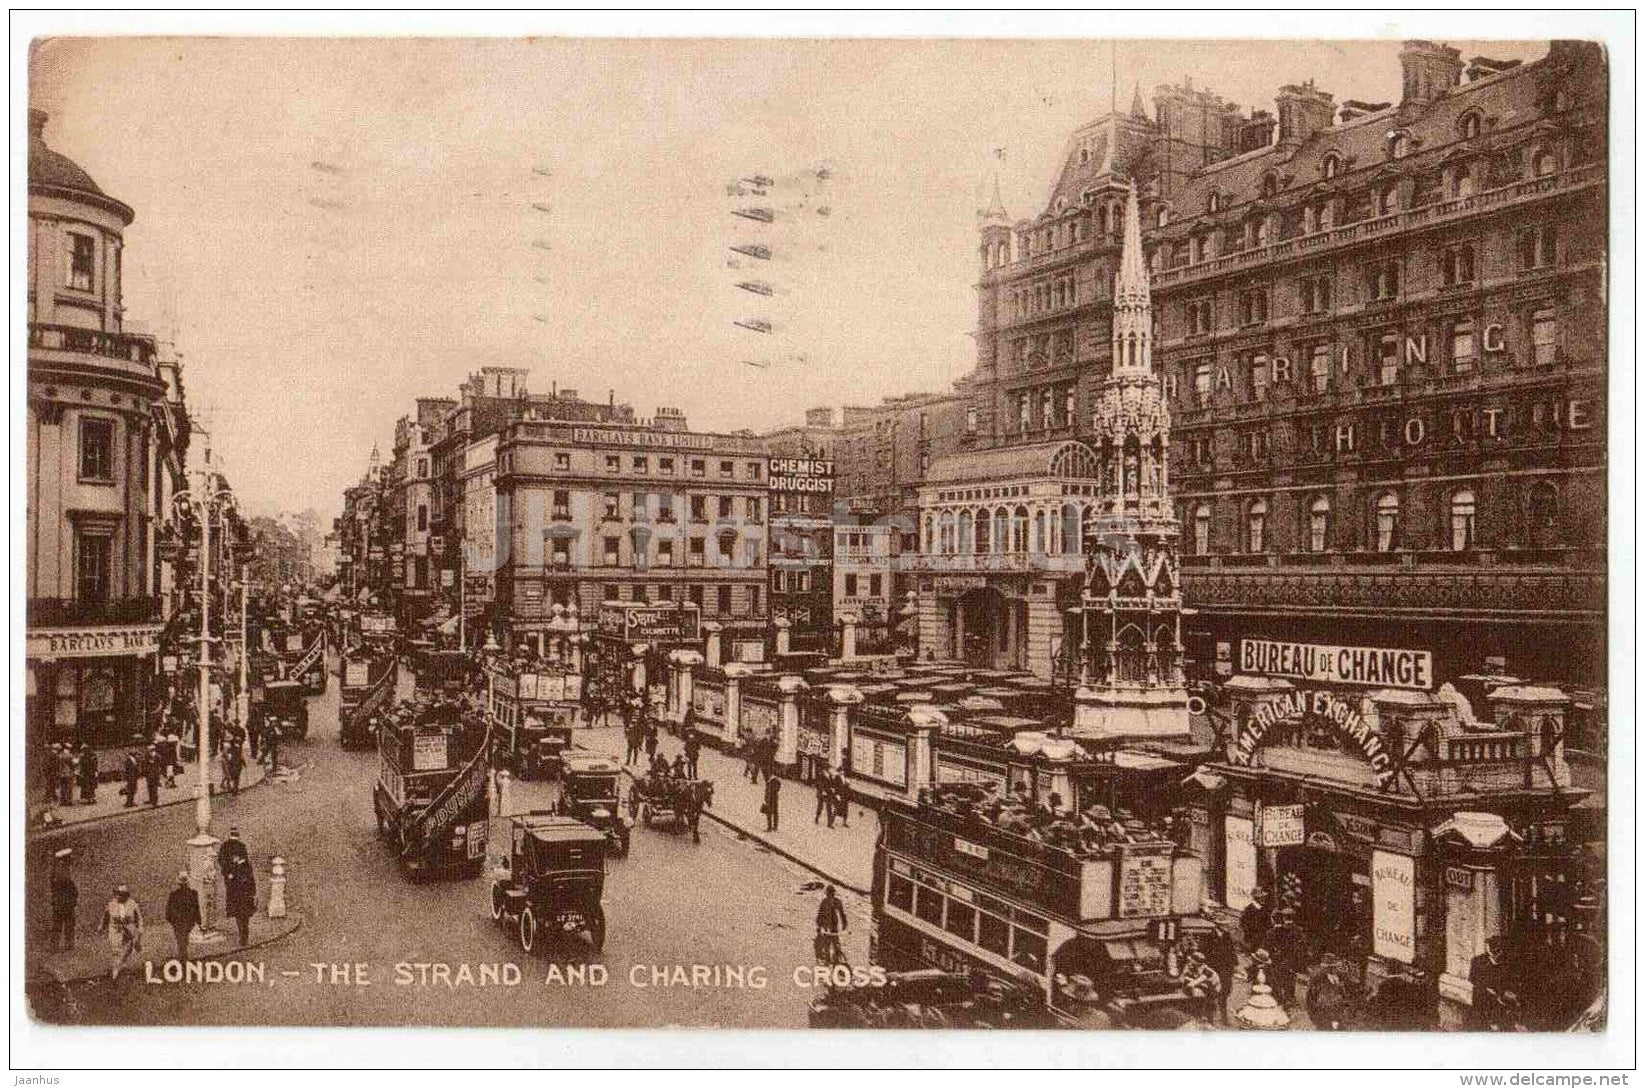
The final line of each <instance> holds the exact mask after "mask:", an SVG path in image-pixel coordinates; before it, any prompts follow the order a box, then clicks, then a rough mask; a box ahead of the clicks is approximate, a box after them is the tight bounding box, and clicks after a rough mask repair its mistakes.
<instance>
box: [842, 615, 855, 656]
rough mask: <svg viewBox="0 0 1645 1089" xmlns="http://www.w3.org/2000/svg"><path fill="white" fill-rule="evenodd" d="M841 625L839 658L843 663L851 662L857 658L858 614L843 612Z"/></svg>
mask: <svg viewBox="0 0 1645 1089" xmlns="http://www.w3.org/2000/svg"><path fill="white" fill-rule="evenodd" d="M839 623H841V628H839V656H841V660H842V661H850V660H852V658H855V656H857V614H854V612H842V614H841V617H839Z"/></svg>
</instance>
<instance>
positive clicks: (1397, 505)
mask: <svg viewBox="0 0 1645 1089" xmlns="http://www.w3.org/2000/svg"><path fill="white" fill-rule="evenodd" d="M1375 531H1377V540H1375V541H1374V543H1375V546H1377V551H1379V553H1392V551H1393V549H1395V548H1398V546H1400V497H1398V495H1395V494H1393V492H1383V494H1382V495H1379V497H1377V523H1375Z"/></svg>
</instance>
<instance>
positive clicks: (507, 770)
mask: <svg viewBox="0 0 1645 1089" xmlns="http://www.w3.org/2000/svg"><path fill="white" fill-rule="evenodd" d="M512 778H513V776H512V775H508V768H502V770H500V772H498V773H497V816H508V781H510V780H512Z"/></svg>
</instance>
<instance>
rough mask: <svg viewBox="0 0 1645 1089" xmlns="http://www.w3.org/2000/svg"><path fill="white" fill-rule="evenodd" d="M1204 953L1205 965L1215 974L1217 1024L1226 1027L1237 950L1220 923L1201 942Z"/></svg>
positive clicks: (1237, 950) (1235, 966)
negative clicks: (1216, 996) (1203, 949)
mask: <svg viewBox="0 0 1645 1089" xmlns="http://www.w3.org/2000/svg"><path fill="white" fill-rule="evenodd" d="M1201 948H1202V949H1204V952H1206V964H1209V966H1211V971H1212V972H1216V974H1217V989H1219V1000H1217V1008H1216V1015H1217V1023H1222V1025H1227V1020H1229V992H1230V990H1232V989H1234V971H1235V969H1237V967H1239V949H1235V948H1234V936H1232V934H1229V933H1227V931H1226V929H1224V928H1222V924H1221V923H1217V926H1216V928H1214V929H1212V931H1211V933H1209V934H1207V936H1206V938H1204V941H1201Z"/></svg>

——

• [ABOUT THIS TASK] Find every line in the items above that contains the string "clicks", and copy each of those lines in full.

• [ANSWER AREA]
The final line of each <instance> holds the exact mask after "mask:", an SVG path in image-pixel coordinates; before it, any prompts follow the order a box, then clicks, then a rough mask; a box ahead of the clicks is approximate, a box after them is the tight bounding box, and clicks after a rough mask repair its mistakes.
positive clicks: (1397, 505)
positive clicks: (507, 770)
positive clicks: (1237, 950) (1235, 966)
negative clicks: (1216, 996) (1203, 949)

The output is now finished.